WORK TASK
Copy out the opening of the listing, from its very start through the line containing "positive clicks: (1461, 483)", with both ends included.
##### EXTRACTED RECORDS #####
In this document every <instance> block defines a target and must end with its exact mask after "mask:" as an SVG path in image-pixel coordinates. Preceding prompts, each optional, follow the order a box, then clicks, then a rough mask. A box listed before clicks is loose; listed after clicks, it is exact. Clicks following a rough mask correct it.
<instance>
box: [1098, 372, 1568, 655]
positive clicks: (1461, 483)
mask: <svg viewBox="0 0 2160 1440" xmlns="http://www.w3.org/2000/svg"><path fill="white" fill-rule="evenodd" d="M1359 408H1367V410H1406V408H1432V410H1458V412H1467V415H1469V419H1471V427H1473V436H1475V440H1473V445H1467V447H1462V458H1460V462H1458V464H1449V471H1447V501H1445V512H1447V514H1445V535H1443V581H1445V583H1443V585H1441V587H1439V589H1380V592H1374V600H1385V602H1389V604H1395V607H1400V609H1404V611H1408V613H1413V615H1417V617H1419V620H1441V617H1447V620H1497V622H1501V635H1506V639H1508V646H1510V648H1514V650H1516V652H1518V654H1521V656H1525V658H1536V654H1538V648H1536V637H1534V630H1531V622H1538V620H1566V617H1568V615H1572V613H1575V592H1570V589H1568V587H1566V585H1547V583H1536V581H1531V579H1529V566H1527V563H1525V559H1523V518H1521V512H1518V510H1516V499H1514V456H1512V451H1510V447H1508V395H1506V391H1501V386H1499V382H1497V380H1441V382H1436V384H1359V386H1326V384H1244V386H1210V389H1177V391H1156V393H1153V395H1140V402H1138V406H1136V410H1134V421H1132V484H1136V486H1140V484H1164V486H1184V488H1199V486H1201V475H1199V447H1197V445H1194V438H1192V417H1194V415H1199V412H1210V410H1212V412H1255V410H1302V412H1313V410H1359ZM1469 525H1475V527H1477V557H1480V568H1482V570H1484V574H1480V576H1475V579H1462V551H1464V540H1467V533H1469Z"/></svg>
#####
WRITTEN SOLUTION
In this document every <instance> block defines a target and must end with its exact mask after "mask:" as an SVG path in image-pixel coordinates. Preceding prompts, each optional, follow the order a box, then clicks, then a rough mask. A box listed before clicks is loose; listed after clicks, it is exact. Clicks following a rough mask correct it.
<instance>
box: [1098, 372, 1568, 655]
positive clicks: (1461, 483)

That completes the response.